Task description — Pick out and copy every line of the items below that contains the word "folded".
<<<<
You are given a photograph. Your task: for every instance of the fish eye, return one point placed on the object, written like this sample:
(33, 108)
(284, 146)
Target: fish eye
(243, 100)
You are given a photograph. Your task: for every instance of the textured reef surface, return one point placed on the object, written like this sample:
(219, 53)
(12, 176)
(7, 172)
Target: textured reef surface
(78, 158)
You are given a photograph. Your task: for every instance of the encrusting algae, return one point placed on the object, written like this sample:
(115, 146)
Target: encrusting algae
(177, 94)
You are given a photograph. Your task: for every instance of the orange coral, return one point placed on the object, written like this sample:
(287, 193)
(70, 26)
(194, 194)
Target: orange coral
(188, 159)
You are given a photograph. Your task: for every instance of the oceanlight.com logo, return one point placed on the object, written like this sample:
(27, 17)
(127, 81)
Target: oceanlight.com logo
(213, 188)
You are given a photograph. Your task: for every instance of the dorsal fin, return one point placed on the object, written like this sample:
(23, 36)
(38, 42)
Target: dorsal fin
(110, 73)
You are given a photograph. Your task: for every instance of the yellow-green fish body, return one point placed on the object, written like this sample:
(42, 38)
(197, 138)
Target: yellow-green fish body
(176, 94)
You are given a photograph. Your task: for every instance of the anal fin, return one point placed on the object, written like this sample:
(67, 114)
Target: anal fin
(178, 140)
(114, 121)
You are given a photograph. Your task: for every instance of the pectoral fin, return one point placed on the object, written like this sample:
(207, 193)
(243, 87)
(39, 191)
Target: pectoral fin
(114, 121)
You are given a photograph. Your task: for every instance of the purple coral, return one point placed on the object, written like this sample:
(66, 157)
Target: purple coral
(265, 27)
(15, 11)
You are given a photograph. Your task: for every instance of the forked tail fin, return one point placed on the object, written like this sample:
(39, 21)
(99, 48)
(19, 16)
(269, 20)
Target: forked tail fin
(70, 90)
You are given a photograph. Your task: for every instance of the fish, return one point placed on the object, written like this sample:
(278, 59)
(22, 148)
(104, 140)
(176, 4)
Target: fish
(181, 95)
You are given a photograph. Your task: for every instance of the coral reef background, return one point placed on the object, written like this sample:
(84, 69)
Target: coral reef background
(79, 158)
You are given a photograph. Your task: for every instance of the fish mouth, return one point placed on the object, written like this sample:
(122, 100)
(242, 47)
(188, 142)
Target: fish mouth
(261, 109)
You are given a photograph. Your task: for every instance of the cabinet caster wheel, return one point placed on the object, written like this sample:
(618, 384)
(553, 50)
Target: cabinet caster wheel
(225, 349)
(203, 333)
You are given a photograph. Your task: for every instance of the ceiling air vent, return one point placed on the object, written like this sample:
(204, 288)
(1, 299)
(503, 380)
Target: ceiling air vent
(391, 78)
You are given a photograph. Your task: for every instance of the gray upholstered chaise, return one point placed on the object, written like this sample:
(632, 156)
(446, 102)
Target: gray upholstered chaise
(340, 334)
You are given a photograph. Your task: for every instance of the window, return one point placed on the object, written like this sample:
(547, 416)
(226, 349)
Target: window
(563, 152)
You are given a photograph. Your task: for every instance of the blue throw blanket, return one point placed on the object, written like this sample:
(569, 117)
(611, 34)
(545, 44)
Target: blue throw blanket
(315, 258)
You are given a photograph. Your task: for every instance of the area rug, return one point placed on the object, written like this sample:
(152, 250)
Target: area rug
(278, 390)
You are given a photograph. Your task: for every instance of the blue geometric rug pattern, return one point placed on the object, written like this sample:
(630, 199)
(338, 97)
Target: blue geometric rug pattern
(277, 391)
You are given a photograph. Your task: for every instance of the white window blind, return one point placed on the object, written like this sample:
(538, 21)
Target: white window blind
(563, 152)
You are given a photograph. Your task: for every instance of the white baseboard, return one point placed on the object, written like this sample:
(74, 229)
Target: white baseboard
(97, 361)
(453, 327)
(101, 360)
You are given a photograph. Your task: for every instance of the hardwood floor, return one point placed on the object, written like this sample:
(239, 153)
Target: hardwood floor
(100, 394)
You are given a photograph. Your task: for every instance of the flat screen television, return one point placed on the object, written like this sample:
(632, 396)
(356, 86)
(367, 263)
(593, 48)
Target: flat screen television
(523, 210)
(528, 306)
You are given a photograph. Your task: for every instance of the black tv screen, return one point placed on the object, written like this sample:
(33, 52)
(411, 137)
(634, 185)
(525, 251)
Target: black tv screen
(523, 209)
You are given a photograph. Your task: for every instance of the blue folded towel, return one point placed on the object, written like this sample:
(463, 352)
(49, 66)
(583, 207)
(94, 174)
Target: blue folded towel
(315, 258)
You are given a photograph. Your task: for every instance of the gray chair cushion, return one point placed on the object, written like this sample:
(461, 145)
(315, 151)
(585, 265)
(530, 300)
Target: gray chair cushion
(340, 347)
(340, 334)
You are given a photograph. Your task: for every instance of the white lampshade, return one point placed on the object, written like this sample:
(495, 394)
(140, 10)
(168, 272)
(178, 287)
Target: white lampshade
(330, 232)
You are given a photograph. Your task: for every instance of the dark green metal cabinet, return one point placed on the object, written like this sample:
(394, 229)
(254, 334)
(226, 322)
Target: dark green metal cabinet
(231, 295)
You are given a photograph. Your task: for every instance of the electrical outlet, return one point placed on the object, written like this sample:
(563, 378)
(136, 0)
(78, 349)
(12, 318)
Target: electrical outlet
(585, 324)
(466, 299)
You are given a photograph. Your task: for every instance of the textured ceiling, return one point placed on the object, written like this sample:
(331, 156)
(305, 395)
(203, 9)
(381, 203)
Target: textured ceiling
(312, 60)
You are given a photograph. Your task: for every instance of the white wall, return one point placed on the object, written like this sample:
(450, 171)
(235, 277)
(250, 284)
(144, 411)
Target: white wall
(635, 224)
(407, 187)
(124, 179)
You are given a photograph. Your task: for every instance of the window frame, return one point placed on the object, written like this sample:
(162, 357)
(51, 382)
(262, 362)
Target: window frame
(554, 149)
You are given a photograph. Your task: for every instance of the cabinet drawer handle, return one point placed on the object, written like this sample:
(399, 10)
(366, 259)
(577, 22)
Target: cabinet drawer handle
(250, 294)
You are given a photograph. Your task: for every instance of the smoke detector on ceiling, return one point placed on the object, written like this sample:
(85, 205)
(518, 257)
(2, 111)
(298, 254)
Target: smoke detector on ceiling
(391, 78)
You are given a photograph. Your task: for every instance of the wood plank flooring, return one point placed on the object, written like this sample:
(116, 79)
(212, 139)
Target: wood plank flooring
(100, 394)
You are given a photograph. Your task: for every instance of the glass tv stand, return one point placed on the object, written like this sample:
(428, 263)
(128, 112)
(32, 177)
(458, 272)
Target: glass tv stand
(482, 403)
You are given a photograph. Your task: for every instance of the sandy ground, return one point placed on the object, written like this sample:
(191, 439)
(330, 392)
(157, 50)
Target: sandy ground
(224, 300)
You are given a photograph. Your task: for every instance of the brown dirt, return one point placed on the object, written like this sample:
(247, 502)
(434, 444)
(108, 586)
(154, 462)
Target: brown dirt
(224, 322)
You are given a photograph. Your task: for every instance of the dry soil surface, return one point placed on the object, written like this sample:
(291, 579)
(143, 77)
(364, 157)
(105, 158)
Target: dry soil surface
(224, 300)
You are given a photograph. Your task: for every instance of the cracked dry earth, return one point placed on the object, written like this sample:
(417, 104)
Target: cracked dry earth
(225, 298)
>>>>
<<<<
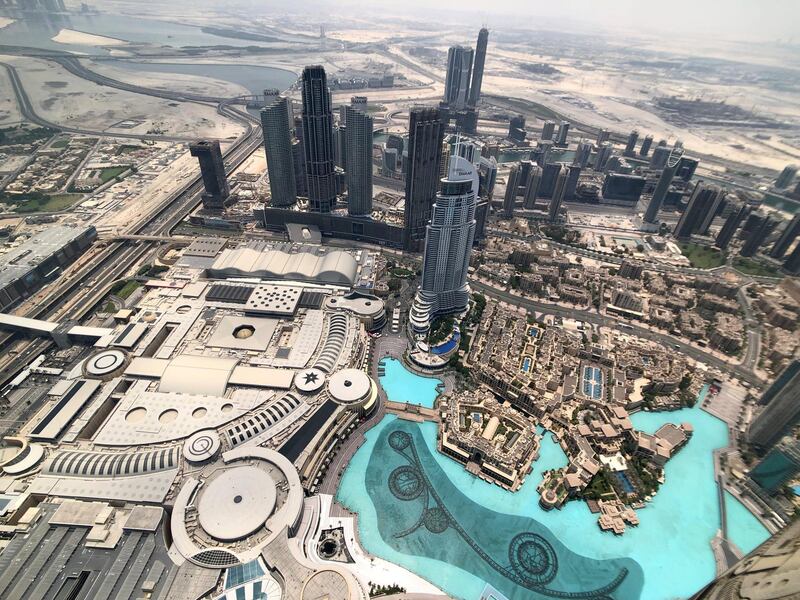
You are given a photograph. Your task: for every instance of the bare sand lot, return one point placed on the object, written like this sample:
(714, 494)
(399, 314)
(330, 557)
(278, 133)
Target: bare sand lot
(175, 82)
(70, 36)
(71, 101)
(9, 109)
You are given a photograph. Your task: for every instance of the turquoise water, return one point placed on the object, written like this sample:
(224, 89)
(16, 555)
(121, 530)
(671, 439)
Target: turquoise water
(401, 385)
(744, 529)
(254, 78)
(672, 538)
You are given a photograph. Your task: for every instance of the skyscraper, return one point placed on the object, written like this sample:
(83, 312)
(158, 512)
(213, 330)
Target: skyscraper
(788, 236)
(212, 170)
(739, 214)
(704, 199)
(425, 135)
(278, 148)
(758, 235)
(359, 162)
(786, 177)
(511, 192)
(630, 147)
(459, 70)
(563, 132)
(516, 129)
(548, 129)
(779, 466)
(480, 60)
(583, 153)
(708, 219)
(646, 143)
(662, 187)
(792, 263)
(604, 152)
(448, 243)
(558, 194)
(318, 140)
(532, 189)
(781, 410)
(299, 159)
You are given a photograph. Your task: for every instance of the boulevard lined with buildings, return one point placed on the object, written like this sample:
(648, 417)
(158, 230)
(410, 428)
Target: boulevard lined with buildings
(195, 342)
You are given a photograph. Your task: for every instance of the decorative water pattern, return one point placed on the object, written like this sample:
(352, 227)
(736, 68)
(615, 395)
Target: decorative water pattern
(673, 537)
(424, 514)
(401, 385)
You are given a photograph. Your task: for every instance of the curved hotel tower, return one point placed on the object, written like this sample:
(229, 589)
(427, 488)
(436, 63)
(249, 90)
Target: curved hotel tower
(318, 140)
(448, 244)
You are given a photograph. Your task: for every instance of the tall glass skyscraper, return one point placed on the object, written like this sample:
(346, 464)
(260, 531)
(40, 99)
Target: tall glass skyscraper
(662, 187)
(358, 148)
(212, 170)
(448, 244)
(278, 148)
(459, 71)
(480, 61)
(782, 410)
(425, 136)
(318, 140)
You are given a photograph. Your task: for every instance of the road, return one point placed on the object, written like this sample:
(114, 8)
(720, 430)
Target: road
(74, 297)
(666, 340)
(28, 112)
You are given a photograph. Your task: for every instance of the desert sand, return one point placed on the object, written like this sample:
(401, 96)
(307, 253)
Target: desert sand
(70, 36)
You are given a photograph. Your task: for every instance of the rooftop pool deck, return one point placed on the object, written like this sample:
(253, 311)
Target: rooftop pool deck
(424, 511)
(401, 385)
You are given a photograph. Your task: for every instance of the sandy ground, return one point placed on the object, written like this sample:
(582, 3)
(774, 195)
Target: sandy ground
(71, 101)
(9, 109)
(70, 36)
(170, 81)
>>>>
Completed exercise —
You are given a photograph. Your task: for every instance of the blue folded towel, return one point placed on the object, written like this sample:
Target: blue folded towel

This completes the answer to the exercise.